• [RECORDS SHOWN]
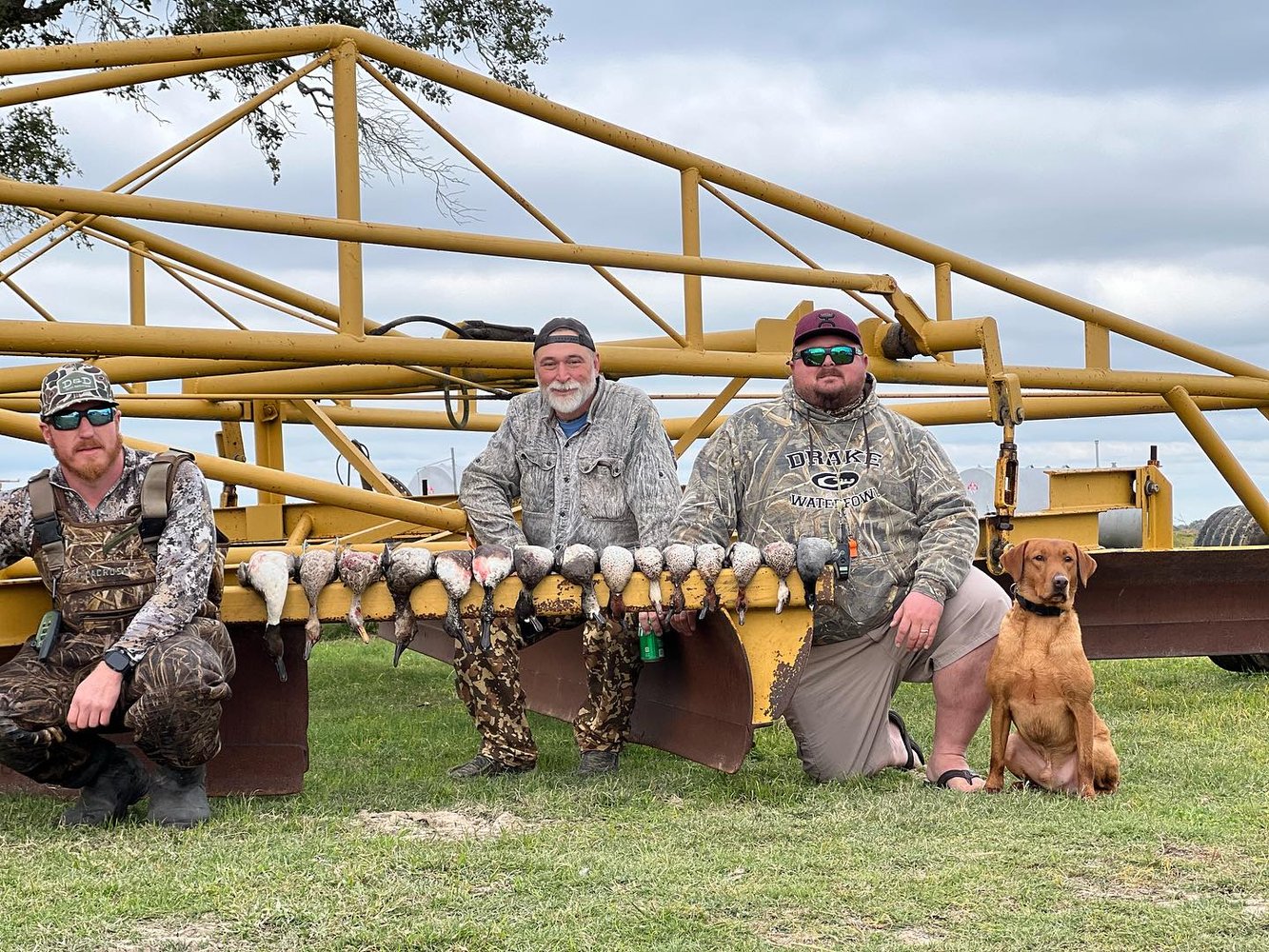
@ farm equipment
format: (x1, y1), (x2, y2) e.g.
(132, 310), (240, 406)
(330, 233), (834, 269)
(0, 27), (1269, 793)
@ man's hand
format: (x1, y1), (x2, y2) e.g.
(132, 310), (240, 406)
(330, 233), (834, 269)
(66, 662), (123, 731)
(638, 612), (697, 637)
(889, 591), (942, 651)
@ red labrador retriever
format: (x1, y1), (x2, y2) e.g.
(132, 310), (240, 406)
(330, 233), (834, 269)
(987, 538), (1120, 799)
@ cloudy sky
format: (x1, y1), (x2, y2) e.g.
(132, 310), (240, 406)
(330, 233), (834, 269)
(0, 0), (1269, 521)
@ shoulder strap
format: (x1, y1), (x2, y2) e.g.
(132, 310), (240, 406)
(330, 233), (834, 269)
(27, 469), (66, 584)
(141, 449), (194, 557)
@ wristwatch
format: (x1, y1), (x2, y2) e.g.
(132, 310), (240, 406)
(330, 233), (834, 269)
(102, 647), (132, 674)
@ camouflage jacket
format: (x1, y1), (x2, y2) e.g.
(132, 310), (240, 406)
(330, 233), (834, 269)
(458, 378), (682, 556)
(0, 446), (216, 660)
(670, 374), (979, 644)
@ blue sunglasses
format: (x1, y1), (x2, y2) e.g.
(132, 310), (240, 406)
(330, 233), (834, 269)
(49, 407), (114, 430)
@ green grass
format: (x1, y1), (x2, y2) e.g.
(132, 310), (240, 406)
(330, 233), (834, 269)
(0, 641), (1269, 952)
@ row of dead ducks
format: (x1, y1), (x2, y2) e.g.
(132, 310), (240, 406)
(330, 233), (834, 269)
(237, 536), (836, 681)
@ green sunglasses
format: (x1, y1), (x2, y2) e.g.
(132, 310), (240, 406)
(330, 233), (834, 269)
(793, 344), (859, 367)
(49, 407), (114, 430)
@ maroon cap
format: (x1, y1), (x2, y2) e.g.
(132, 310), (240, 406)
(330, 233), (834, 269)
(793, 307), (864, 347)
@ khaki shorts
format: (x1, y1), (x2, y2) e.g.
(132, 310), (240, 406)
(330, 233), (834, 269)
(784, 568), (1009, 781)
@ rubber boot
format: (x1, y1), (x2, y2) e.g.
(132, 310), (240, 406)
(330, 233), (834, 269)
(62, 746), (149, 826)
(149, 764), (212, 829)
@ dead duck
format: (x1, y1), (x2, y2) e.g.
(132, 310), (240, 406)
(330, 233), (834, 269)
(794, 536), (838, 612)
(296, 545), (339, 662)
(727, 542), (763, 625)
(381, 544), (433, 667)
(697, 542), (727, 618)
(472, 544), (514, 651)
(237, 548), (296, 681)
(635, 545), (664, 614)
(664, 542), (697, 613)
(560, 542), (605, 625)
(431, 548), (475, 654)
(511, 545), (555, 633)
(336, 548), (384, 644)
(763, 540), (797, 614)
(599, 545), (635, 625)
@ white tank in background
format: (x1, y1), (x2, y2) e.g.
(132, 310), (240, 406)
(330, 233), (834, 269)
(961, 466), (1048, 515)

• [TASK]
Copy out every entry above word for word, leaving out the pictures.

• [FULL OUTPUT]
@ farm equipment
format: (x1, y1), (x2, y2) e.g.
(132, 310), (240, 406)
(330, 233), (834, 269)
(0, 27), (1269, 793)
@ man's hand
format: (x1, y1), (x2, y2) e.g.
(132, 310), (240, 406)
(330, 233), (834, 269)
(66, 662), (123, 731)
(638, 612), (697, 637)
(889, 591), (942, 651)
@ red labrador retriever
format: (x1, y1), (x2, y2) e.g.
(132, 310), (240, 406)
(330, 233), (834, 269)
(987, 538), (1120, 799)
@ cloudy sky
format: (x1, y1), (x2, y2) e.g.
(132, 310), (240, 406)
(330, 233), (834, 269)
(0, 0), (1269, 521)
@ shoulder strap
format: (x1, y1), (x2, y2) e.g.
(132, 310), (240, 406)
(330, 233), (834, 269)
(27, 469), (66, 584)
(141, 449), (194, 557)
@ wristwatch
format: (x1, y1), (x2, y2) e.g.
(132, 310), (240, 406)
(330, 233), (834, 269)
(102, 647), (132, 674)
@ camouflage jacket
format: (x1, y1), (x2, y2) e.g.
(132, 310), (240, 406)
(330, 233), (834, 269)
(458, 378), (682, 556)
(0, 446), (216, 660)
(670, 374), (979, 644)
@ blue sunglasses
format: (x1, y1), (x2, y2) e.g.
(132, 310), (240, 406)
(330, 233), (834, 269)
(49, 407), (114, 430)
@ green grass
format: (x1, y1), (x2, y2) e.g.
(132, 310), (240, 406)
(330, 233), (834, 269)
(0, 641), (1269, 952)
@ row of dead ducks
format: (x1, y1), (x2, y2) e.g.
(132, 310), (240, 406)
(330, 233), (834, 269)
(237, 536), (836, 681)
@ green sunglasses
format: (x1, y1), (x2, y2) e.g.
(132, 310), (240, 406)
(330, 233), (834, 269)
(793, 344), (859, 367)
(49, 407), (114, 430)
@ maroon cap
format: (x1, y1), (x2, y2) e.g.
(132, 310), (240, 406)
(330, 233), (834, 269)
(793, 307), (864, 347)
@ khaki shorts
format: (x1, y1), (x2, y2) e.g.
(132, 310), (240, 406)
(330, 233), (834, 269)
(784, 568), (1009, 781)
@ rubber boot
format: (x1, y1), (x2, y2) e.g.
(132, 310), (240, 406)
(330, 233), (834, 269)
(62, 746), (149, 826)
(149, 764), (212, 829)
@ dead duck
format: (x1, y1), (x2, y2) e.g.
(132, 310), (240, 406)
(330, 233), (834, 269)
(794, 536), (838, 612)
(296, 545), (339, 662)
(727, 542), (763, 625)
(381, 544), (433, 667)
(697, 542), (727, 618)
(472, 544), (514, 651)
(237, 548), (296, 681)
(635, 545), (664, 614)
(664, 542), (697, 613)
(560, 542), (605, 625)
(431, 548), (475, 654)
(511, 545), (555, 633)
(336, 548), (384, 644)
(763, 540), (797, 614)
(599, 545), (635, 625)
@ white tank in background
format: (x1, y1), (x2, y2) e.g.
(132, 310), (240, 406)
(330, 233), (834, 269)
(961, 466), (1048, 515)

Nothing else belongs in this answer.